_PROBLEM DESCRIPTION_.
Every entry is to be copied exactly as written, and the pictures are to be skipped.

_DATA RECORDS_.
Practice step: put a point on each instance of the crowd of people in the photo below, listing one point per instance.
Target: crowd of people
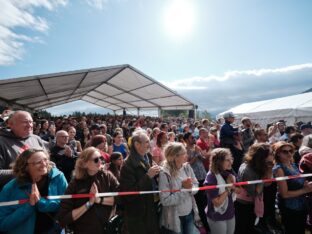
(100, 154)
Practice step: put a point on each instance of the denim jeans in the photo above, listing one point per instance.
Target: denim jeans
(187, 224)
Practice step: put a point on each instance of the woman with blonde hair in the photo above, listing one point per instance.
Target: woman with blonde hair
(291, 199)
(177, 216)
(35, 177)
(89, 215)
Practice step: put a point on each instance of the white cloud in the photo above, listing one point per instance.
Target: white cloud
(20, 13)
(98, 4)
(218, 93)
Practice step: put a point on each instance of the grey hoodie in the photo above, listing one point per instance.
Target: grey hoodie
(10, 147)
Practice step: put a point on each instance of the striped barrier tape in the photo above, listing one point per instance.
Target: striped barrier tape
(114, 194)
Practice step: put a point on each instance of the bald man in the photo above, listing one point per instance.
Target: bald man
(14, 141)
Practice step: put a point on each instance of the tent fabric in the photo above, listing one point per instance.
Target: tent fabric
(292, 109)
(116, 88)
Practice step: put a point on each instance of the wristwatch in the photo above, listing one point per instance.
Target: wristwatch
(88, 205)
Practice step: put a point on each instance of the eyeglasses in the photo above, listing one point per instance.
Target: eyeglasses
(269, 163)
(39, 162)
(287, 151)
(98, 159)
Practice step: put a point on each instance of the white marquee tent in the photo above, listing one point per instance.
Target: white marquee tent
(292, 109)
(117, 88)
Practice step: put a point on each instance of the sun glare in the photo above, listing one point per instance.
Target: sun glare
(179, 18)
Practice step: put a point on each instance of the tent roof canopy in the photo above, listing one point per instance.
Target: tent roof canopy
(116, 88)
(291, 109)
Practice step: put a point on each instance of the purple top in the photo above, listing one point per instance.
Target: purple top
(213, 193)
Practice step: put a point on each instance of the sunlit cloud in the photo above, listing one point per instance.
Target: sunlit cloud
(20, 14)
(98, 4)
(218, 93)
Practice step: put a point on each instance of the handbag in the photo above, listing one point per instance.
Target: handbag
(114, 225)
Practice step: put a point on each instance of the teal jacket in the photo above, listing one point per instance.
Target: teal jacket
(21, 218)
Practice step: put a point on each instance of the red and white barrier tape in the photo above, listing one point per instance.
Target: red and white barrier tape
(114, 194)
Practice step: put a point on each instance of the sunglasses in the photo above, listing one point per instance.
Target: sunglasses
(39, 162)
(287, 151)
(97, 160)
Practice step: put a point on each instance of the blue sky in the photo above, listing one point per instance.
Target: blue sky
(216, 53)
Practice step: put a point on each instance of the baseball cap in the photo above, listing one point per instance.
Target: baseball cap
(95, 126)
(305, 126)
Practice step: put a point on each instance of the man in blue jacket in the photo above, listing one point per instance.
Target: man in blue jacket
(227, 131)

_WRITTEN ANSWER_.
Practice step: put a point on each instance of the crowd of people in the photo below, listing one point per instance.
Target: crowd of people
(100, 154)
Practice step: put a point on each instance of the denim jeans in the photo above, listing one point per instance.
Target: denim jeans
(187, 224)
Practice step: put a point on each instance of the woman with blonde hair in the photo above, listing one point per instance.
Target: woman with blonde hair
(291, 199)
(177, 216)
(35, 177)
(89, 215)
Practice step: put a point on each instance of the white cloud in the photo above, listing one point per instance.
Target: white cloud
(20, 13)
(98, 4)
(218, 93)
Practice step: put a point on each instance of the grey hoodie in the photo above, listing one point per instance.
Target: grey hoodie
(10, 147)
Practice step: put a point on each instance of the striped barrier tape in the photo above, listing one point per instance.
Target: striped barrier tape
(114, 194)
Practice step: put a point on each instance of the bald man in the photo above, listing one point per instance.
Target: bald man
(14, 141)
Practice step: put a point on each instance of the tent fabric in the photo above, listing one point per instance.
Target: tent fabric
(292, 109)
(116, 88)
Practice step: put a point on each instance of the wristwatch in the photo above, listing one point per instance.
Target: wristwatch
(88, 205)
Practice step: put a point on each instance of the eyeglasses in the photo above, listing one point per instance.
Target: eyeglasses
(269, 163)
(39, 162)
(287, 151)
(98, 159)
Practice step: put a point on each instance of the white marquee tent in the photo above, listing one point per instance.
Target: white marquee tent
(292, 109)
(117, 88)
Practice step: put a point on each instance of the sun glare in the photo above, listing one point per instance.
Target: sun glare
(179, 18)
Practice step: put a point on each instance of the tent roof canopy in the photo above, listing one point per instance.
Target: tent roof canopy
(116, 88)
(291, 109)
Practice step: put a point on each instance of the purple top in the photo above, listing one point per instance.
Target: purple top
(213, 193)
Practice step: put a point on each instance of the sunlit cloud in the photo above, listing one point per instance.
Target: sunlit cloud
(20, 14)
(98, 4)
(218, 93)
Practice step: put a point on each instance of the handbag in the photo above, listing one point per instance.
Target: handbag
(114, 225)
Practice step: put a point on each instance of the teal jacket in the photo above, listing one point per instance.
Target: teal jacket
(21, 218)
Practice step: put a point on each instance of the red and white barrier tape in the photo above, listing one point per instance.
Target: red and white barrier tape
(114, 194)
Practice step: put a point on each instance of the sunglasses in the photo above, listing one point per instance.
Target: sunglasses
(39, 162)
(287, 151)
(97, 160)
Practice step: put a point on each instance of the blue sky in the photo above, listing one point per instance.
Target: blue sky
(216, 53)
Practice step: put a point on each instance of the baseball cap in the photo above, listing one point per instance.
Target: baseball cap
(95, 126)
(305, 126)
Practice step: put a point on each instance of the man in blue jacket in the photo above, listing one point per instance.
Target: man in blue jacket
(227, 131)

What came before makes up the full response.